▶ EXTRACT PROVIDED
....................

Spacely began befriending many of the musicians and artists that lived in the East Village during that time, including Keith Richards, Willy Deville, Joey Ramone, Harley Flanagan of the Cro-Mags, Cheetah Chrome of the Dead Boys, Jerry Only of the Misfits and members of the New York Dolls, especially Johnny Thunders, who was his close friend (despite the two getting in an on-stage physical altercation in 1982, as seen in the documentary Born To Lose: The Last Rock and Roll Movie). Spacely would sometimes perform on stage in different capacities. His main focus however was acting.

==Gringo==
In 1982 producers approached him to play the lead in the film Gringo: Story of a Junkie. In the film he appears as a fictionalized version of himself. Story of a Junkie depicts the widespread drug problem in New York City during that time, featuring graphic scenes of Spacely shooting up heroin. The film played in several festivals, and to promote the film the director Lech Kowalski hired local artist Art Guerra to paint a mural of Spacely on the side of a building on St. Mark's Place in the East Village, where he was the self described "mayor of the street". The mural of him caused controversy, as some stated it glorified Spacely's dangerous lifestyle. The mural became a popular tourist point until 2000, when the building's owner decided to paint over the mural. Photos of the mural can still be found online.

....................

▶ LISTING
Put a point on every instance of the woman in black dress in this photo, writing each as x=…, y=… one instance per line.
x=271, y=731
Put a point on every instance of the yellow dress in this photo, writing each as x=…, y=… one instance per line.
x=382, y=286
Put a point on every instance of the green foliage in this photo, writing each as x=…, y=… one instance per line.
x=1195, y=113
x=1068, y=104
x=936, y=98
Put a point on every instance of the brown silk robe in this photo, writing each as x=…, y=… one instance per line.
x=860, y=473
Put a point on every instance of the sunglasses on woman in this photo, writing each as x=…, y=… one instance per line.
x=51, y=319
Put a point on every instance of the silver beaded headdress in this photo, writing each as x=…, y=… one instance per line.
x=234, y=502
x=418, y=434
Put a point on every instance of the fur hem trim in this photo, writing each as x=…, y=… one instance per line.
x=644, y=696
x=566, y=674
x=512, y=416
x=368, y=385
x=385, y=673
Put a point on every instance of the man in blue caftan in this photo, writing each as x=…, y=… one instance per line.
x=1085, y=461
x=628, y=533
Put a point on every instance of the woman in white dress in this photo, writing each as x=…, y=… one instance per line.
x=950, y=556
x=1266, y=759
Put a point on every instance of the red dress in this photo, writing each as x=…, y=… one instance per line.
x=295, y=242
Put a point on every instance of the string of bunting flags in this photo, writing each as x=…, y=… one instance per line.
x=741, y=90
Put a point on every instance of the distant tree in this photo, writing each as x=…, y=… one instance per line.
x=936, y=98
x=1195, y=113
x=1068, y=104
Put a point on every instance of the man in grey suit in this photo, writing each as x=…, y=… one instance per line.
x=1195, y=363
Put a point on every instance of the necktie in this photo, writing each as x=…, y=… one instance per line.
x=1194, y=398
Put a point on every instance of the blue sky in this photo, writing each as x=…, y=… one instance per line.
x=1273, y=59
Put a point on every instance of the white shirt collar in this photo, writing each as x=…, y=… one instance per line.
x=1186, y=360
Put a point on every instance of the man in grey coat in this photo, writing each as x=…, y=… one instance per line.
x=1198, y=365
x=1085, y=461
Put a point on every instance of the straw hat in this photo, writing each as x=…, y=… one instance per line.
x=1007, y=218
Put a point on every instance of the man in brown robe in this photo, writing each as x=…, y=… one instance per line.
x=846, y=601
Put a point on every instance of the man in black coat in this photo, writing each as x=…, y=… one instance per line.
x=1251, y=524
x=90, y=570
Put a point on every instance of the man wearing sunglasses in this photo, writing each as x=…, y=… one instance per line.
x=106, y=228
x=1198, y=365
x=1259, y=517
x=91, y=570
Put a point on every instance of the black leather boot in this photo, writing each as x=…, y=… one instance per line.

....................

▶ BRIEF 1
Quote the stretch of the Spacely passage from "Spacely began befriending" through "however was acting.".
▶ BRIEF 2
Continue the passage about Spacely and the Gringo mural from the point where it stops.

▶ EXPECTED ANSWER 1
Spacely began befriending many of the musicians and artists that lived in the East Village during that time, including Keith Richards, Willy Deville, Joey Ramone, Harley Flanagan of the Cro-Mags, Cheetah Chrome of the Dead Boys, Jerry Only of the Misfits and members of the New York Dolls, especially Johnny Thunders, who was his close friend (despite the two getting in an on-stage physical altercation in 1982, as seen in the documentary Born To Lose: The Last Rock and Roll Movie). Spacely would sometimes perform on stage in different capacities. His main focus however was acting.

▶ EXPECTED ANSWER 2
==Later life==
Spacely cleaned up his act after appearing in Gringo, and tried to pursue a serious acting career. He had a brief appearance in the first few minutes of the film Sid and Nancy, wearing his signature eyepatch, as a punk hitting a reporter up for money as Sid is dragged out of the Chelsea Hotel by police. Spacely was a personal friend of Sid Vicious. He was an early supporter of Ibogaine as a treatment for drug addiction.

Spacely contracted HIV, and died in 1993 from AIDS. As he was dying from AIDS, he was filmed for the documentary Born To Lose: The Last Rock and Roll Movie. Since his death, his story has become folklore in the places he used to hustle, his story appearing in many books about New York City street culture. Spacely is still remembered today for his vibrant personality and street antics.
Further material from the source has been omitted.